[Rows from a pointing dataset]
● ● ●

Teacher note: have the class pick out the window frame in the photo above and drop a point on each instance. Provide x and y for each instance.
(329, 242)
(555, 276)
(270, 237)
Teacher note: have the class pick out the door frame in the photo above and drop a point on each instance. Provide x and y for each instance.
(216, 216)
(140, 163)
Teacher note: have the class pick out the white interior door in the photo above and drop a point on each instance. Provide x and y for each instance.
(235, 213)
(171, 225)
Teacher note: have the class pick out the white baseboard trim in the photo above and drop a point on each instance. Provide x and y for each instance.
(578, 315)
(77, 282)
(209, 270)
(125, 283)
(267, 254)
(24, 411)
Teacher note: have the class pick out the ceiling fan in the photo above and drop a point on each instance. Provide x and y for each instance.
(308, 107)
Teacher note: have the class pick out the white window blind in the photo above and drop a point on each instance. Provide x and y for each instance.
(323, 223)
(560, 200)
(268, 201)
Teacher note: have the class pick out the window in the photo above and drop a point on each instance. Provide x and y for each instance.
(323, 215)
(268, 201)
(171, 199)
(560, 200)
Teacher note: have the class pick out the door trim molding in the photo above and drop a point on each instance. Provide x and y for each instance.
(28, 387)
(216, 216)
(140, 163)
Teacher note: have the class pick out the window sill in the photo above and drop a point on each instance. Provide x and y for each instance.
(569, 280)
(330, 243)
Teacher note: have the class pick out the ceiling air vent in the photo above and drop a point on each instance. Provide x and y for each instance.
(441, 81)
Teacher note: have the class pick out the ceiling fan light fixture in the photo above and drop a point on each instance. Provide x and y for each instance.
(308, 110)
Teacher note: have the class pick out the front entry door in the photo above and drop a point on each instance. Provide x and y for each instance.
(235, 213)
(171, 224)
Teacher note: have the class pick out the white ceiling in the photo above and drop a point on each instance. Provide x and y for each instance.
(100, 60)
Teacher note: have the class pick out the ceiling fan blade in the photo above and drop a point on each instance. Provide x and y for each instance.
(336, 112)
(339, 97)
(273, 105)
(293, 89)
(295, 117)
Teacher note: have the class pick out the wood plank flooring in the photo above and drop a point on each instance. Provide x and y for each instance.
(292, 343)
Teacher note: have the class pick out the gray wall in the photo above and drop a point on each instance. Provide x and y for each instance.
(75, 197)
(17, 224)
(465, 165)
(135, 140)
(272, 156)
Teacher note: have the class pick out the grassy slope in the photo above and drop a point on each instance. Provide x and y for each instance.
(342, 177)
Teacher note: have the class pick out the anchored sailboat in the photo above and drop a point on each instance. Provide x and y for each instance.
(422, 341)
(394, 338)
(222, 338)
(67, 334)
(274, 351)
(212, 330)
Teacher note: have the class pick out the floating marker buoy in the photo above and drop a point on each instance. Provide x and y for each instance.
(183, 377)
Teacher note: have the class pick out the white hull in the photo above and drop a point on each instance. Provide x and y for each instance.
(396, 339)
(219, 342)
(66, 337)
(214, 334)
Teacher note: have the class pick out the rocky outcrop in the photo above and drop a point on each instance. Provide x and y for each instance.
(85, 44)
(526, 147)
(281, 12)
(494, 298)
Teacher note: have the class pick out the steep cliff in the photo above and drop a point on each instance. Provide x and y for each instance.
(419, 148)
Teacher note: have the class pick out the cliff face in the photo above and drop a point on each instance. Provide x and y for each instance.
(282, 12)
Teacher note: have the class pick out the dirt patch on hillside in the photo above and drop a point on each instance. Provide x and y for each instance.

● ● ●

» SET EXERCISE:
Give the lines from the one containing "Teacher note: have the class pick out the cliff" through the final line of the rows, inclusive, as a JSON list of strings with one string per line and blank lines omitted.

» OUTPUT OF THE TASK:
[
  "Teacher note: have the class pick out the cliff face in the photo above and drop a point on each instance. Provide x and y for each instance.",
  "(282, 12)",
  "Teacher note: have the class pick out the dirt patch on hillside in the photo above and drop a point on each instance. Provide x and y for each instance."
]